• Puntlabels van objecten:

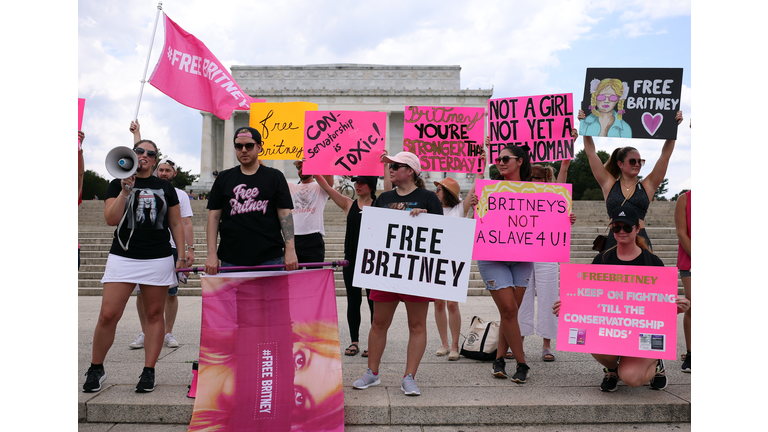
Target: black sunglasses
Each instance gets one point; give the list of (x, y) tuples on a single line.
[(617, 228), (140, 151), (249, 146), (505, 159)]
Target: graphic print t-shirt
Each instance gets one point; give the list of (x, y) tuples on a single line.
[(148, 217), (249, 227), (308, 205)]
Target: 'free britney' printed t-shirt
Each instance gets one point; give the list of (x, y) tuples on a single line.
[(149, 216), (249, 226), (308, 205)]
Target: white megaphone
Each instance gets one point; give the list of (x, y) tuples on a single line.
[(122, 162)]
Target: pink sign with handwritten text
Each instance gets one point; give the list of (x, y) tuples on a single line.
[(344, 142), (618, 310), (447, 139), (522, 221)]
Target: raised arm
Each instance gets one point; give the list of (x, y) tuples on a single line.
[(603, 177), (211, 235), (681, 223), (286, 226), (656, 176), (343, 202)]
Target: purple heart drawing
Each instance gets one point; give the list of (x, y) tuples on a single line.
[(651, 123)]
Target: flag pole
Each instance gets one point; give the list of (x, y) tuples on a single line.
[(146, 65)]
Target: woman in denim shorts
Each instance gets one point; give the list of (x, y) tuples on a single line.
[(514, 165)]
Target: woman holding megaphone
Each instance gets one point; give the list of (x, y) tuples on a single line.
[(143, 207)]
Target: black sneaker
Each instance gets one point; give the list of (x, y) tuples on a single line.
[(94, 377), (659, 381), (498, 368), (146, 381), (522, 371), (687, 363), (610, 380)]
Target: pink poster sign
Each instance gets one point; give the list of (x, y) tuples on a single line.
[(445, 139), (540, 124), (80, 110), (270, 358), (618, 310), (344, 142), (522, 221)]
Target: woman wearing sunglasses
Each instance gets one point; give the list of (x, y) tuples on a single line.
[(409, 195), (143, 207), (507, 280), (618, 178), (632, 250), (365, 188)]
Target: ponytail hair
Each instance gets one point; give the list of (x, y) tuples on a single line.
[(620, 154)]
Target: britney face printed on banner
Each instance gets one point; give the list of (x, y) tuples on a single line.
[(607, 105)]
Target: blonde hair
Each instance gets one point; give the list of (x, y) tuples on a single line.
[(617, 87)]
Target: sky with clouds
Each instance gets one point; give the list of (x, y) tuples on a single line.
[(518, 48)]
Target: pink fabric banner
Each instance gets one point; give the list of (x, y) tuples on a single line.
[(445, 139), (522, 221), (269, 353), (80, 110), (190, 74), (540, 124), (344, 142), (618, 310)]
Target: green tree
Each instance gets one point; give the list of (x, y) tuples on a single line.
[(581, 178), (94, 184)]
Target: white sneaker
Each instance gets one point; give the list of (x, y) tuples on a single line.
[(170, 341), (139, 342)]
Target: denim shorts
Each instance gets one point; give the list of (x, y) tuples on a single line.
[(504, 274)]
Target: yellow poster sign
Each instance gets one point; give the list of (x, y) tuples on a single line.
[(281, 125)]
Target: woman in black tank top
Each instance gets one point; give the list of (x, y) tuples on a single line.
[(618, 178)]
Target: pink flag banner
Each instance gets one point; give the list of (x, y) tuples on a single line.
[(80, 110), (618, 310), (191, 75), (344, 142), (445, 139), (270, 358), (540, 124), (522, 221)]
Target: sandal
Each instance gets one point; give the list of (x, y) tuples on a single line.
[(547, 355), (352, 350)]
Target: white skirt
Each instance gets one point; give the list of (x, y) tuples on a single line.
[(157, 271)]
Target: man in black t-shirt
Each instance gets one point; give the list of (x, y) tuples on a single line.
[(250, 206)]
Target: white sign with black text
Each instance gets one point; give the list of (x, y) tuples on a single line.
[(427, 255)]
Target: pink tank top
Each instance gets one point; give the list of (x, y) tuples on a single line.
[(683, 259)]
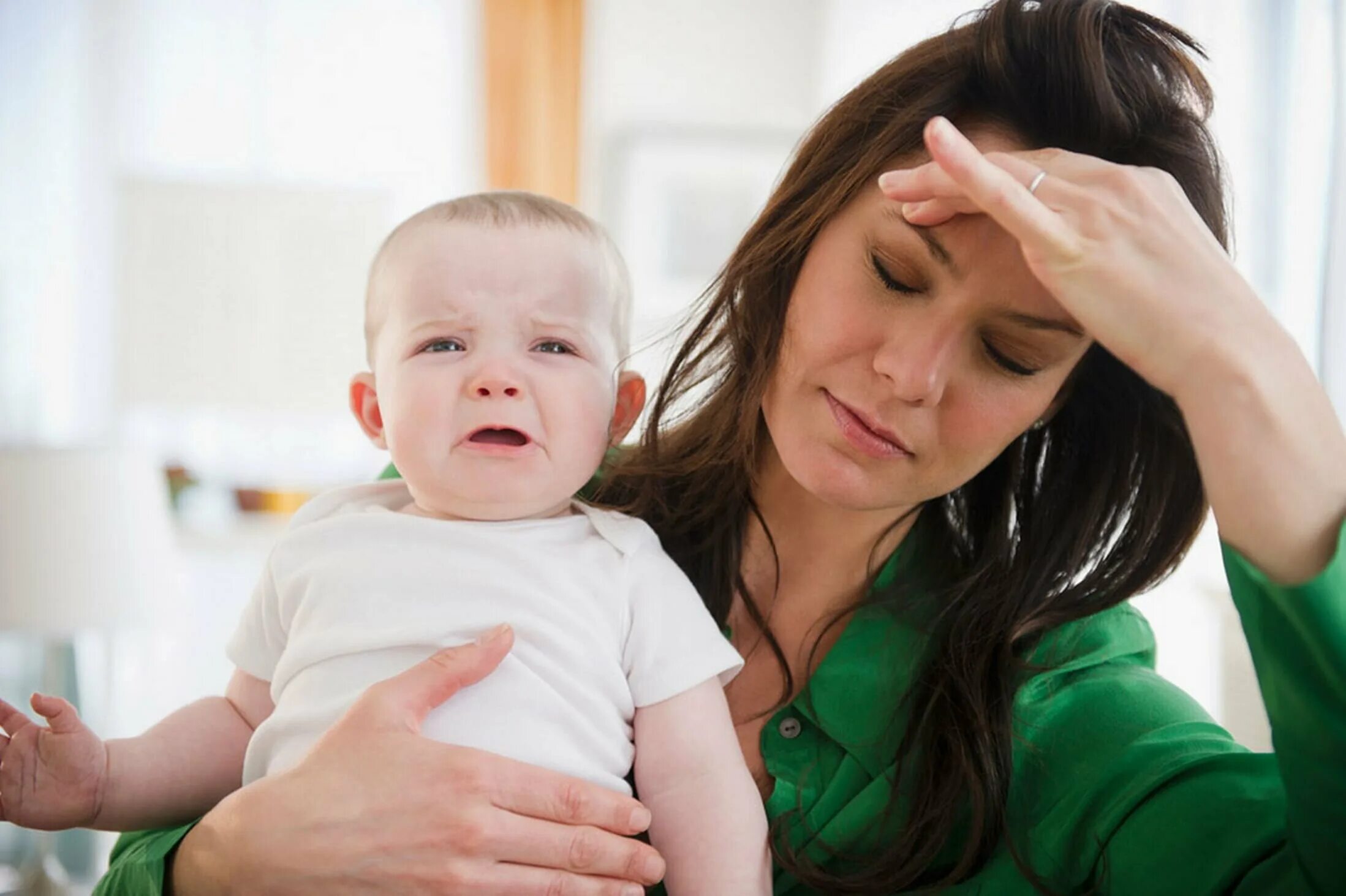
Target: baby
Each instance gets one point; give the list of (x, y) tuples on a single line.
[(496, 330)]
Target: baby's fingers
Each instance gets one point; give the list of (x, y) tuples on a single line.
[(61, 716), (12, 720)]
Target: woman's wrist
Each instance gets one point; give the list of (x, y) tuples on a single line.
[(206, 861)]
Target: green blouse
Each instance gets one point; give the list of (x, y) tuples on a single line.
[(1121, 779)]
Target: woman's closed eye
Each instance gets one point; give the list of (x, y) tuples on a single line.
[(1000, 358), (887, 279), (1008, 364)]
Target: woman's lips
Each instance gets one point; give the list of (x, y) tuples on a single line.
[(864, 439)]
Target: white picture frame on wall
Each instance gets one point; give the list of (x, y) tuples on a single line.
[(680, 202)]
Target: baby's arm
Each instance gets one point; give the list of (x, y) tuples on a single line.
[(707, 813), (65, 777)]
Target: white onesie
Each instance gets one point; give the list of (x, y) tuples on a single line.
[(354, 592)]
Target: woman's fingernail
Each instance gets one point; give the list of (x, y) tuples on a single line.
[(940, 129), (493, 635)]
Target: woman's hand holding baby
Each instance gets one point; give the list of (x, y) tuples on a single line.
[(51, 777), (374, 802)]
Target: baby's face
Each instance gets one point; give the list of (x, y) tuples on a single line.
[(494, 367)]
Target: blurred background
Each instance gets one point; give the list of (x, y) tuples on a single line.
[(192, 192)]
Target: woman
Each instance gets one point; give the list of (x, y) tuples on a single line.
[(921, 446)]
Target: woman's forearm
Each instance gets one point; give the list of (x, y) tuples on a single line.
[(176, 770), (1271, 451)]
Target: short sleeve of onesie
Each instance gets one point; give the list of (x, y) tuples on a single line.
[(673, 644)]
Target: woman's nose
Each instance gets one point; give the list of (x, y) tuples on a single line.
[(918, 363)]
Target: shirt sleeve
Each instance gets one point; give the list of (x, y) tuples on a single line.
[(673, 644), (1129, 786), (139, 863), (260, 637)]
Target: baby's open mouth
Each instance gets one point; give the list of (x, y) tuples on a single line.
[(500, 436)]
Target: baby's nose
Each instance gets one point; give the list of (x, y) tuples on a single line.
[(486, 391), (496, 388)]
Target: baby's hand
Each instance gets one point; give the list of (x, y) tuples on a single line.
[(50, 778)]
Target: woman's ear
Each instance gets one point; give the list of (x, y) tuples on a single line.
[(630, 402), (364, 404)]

--

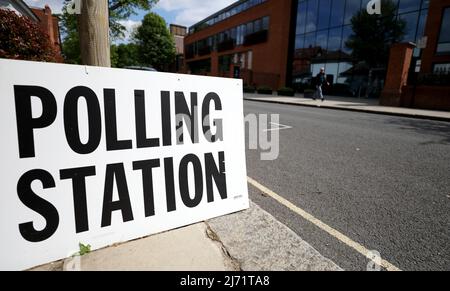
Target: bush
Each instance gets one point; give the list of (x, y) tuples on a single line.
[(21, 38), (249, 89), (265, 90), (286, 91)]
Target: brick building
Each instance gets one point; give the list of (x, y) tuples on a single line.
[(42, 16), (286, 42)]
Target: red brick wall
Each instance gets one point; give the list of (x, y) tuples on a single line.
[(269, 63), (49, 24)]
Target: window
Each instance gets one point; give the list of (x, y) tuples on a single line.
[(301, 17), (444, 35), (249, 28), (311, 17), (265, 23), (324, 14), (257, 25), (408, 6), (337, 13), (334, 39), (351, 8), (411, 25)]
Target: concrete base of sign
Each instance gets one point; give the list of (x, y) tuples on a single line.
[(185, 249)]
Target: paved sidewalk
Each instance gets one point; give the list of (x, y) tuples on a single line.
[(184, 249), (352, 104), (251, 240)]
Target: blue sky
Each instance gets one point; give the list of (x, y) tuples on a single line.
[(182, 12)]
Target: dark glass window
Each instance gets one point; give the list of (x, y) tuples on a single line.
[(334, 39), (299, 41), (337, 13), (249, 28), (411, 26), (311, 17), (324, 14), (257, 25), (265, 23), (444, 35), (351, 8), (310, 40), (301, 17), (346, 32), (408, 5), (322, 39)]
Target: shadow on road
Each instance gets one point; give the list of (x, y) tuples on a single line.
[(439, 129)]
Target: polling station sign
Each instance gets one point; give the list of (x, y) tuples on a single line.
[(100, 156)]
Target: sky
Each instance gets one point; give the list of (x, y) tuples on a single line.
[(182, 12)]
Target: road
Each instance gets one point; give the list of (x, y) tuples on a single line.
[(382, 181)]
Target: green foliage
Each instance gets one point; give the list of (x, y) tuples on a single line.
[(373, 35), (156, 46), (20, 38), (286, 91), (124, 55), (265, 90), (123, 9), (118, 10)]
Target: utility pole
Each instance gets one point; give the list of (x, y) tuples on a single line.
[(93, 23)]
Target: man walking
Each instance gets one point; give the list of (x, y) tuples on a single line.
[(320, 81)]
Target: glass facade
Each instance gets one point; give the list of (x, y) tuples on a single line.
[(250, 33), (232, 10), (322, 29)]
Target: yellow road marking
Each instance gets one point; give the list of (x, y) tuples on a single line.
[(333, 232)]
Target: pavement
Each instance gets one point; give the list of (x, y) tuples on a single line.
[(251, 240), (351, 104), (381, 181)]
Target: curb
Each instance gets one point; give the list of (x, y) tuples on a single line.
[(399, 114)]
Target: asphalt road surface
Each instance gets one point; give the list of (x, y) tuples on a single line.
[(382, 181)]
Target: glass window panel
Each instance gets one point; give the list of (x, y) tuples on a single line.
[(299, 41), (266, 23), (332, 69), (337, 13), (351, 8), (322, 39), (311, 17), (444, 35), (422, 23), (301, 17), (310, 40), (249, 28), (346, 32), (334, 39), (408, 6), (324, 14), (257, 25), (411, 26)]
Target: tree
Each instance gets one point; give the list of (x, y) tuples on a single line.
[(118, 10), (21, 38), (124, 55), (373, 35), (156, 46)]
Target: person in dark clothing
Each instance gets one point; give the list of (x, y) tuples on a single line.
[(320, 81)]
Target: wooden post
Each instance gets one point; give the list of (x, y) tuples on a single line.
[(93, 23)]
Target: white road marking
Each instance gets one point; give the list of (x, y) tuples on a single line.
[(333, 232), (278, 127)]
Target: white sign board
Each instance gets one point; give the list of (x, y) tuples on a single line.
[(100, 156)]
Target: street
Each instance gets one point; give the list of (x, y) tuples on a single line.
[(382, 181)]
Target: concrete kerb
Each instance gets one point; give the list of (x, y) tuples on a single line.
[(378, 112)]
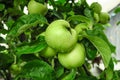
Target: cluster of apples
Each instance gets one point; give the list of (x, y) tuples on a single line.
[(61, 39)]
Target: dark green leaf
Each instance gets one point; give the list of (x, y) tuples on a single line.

--

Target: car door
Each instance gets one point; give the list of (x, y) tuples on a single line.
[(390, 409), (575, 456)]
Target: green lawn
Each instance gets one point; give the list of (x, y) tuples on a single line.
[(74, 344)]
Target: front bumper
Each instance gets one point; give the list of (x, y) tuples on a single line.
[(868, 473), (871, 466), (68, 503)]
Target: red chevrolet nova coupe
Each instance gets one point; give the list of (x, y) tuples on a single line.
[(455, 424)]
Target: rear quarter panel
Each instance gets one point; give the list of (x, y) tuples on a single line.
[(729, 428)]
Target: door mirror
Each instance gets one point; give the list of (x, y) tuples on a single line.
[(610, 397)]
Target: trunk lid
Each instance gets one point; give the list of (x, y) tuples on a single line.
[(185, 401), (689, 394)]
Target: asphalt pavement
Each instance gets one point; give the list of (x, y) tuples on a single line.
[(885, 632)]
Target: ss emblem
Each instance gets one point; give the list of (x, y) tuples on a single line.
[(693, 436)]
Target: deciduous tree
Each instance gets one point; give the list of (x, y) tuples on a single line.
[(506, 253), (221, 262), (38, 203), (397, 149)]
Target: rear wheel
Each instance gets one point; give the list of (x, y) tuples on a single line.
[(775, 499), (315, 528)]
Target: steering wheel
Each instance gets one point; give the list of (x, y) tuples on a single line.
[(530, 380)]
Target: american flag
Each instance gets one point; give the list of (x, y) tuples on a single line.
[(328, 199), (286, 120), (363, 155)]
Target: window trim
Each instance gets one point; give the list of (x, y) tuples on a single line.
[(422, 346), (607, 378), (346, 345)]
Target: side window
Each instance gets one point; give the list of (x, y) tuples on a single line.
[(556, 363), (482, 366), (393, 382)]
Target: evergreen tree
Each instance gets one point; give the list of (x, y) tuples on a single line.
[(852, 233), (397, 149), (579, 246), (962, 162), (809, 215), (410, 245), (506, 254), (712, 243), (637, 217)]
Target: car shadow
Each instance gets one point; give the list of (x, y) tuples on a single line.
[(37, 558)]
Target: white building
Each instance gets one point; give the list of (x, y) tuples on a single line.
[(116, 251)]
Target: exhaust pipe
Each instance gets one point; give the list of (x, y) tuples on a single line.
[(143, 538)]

• Opdracht:
Neem de regels woordelijk over, te beginnen bij de regel met "Target: wooden post" en eindigend bij de regel met "[(333, 232), (278, 127)]", beide regels inbegrepen.

• Antwoord:
Target: wooden post
Each instance gets one point; give the list of (x, y) tuples on a single line.
[(93, 23)]
Target: white road marking
Each instance gets one point; give the list of (x, y) tuples on a single line.
[(333, 232), (278, 127)]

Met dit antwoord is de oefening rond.